-- SOURCE INFORMATION follows --
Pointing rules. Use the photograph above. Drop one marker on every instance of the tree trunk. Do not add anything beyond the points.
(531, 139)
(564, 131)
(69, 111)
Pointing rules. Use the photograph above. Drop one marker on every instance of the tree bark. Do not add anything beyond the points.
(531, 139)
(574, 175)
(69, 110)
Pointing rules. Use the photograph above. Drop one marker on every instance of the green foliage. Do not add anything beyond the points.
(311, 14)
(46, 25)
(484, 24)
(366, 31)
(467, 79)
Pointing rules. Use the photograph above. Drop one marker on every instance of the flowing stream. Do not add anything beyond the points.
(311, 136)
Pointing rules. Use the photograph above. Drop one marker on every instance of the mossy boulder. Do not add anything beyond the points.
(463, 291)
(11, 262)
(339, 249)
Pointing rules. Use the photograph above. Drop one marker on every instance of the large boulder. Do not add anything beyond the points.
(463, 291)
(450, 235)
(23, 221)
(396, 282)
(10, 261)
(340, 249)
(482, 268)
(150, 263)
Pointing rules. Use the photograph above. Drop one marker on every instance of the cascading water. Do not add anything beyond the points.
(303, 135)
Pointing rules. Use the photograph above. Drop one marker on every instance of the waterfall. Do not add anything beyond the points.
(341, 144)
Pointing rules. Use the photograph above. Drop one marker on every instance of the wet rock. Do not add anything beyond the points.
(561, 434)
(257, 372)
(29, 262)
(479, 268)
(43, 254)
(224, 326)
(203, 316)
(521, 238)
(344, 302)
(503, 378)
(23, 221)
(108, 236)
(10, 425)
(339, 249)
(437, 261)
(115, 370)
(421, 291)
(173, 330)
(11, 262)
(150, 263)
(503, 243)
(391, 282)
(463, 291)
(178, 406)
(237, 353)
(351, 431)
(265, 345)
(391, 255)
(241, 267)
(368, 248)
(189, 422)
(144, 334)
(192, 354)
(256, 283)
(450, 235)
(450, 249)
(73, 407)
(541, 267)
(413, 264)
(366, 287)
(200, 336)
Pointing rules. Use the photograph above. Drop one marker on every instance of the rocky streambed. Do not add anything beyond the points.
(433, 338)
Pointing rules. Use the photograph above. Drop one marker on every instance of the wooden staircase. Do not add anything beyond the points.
-- SOURCE INFORMATION concluded --
THE TASK:
Everything in the listing above should be duplicated exactly.

EXERCISE OUTPUT:
Pointing rules. Use the photograph above. Drop one marker on every instance of the tree trunk. Do not add anything beyond the points.
(531, 139)
(564, 131)
(69, 111)
Pointing rules. Use the photograph above. Drop one marker on every instance of the tree bark. Do not add anything beyond the points.
(531, 139)
(574, 175)
(69, 110)
Pointing rules. Use the photograph above. Drop one marker on every instance of the green foliage. Do not add anything beyond the points.
(311, 14)
(46, 25)
(484, 24)
(366, 31)
(467, 79)
Pointing rules. Use the photograph above. Drop one marker on every instance of the flowing stream. Do not add anything beyond the points.
(311, 136)
Pointing rules. Use the photograph above. Drop one marker on every instance of the mossy boulder. Do not add anything beyond the points.
(463, 291)
(11, 262)
(339, 249)
Pointing rules. Use the photograph above. Drop one marker on every instance of the large boulder. Do not add anything beyond the points.
(463, 291)
(450, 235)
(23, 221)
(396, 282)
(10, 261)
(340, 249)
(482, 268)
(150, 263)
Pointing rules. Use the photograph above. Drop one marker on every instance of the cascading water. Do not add anything beyond the points.
(303, 135)
Pointing rules. Use the photograph above. Drop one marker on every instance of the waterfall. Do not add anything beyond the points.
(341, 144)
Pointing rules. Use the photograph above. Drop one marker on every instance of the wet rock. Do not add anything beyond the points.
(561, 434)
(257, 372)
(29, 262)
(479, 268)
(43, 254)
(224, 326)
(203, 316)
(521, 238)
(344, 302)
(503, 378)
(23, 221)
(108, 236)
(10, 425)
(339, 249)
(437, 261)
(115, 370)
(421, 291)
(173, 330)
(11, 262)
(150, 263)
(503, 243)
(391, 282)
(463, 291)
(178, 406)
(237, 353)
(351, 431)
(265, 345)
(391, 255)
(241, 267)
(368, 248)
(189, 422)
(144, 334)
(192, 354)
(256, 283)
(450, 235)
(450, 249)
(73, 407)
(541, 267)
(413, 264)
(366, 287)
(200, 336)
Pointing rules. Use the photograph above. Drop one marker on every instance of the rocky streambed. Do not add anything beyond the points.
(433, 338)
Pointing rules. Use the photograph above. Drop one marker on every instance of the wooden staircase. Do not add anything beyond the points.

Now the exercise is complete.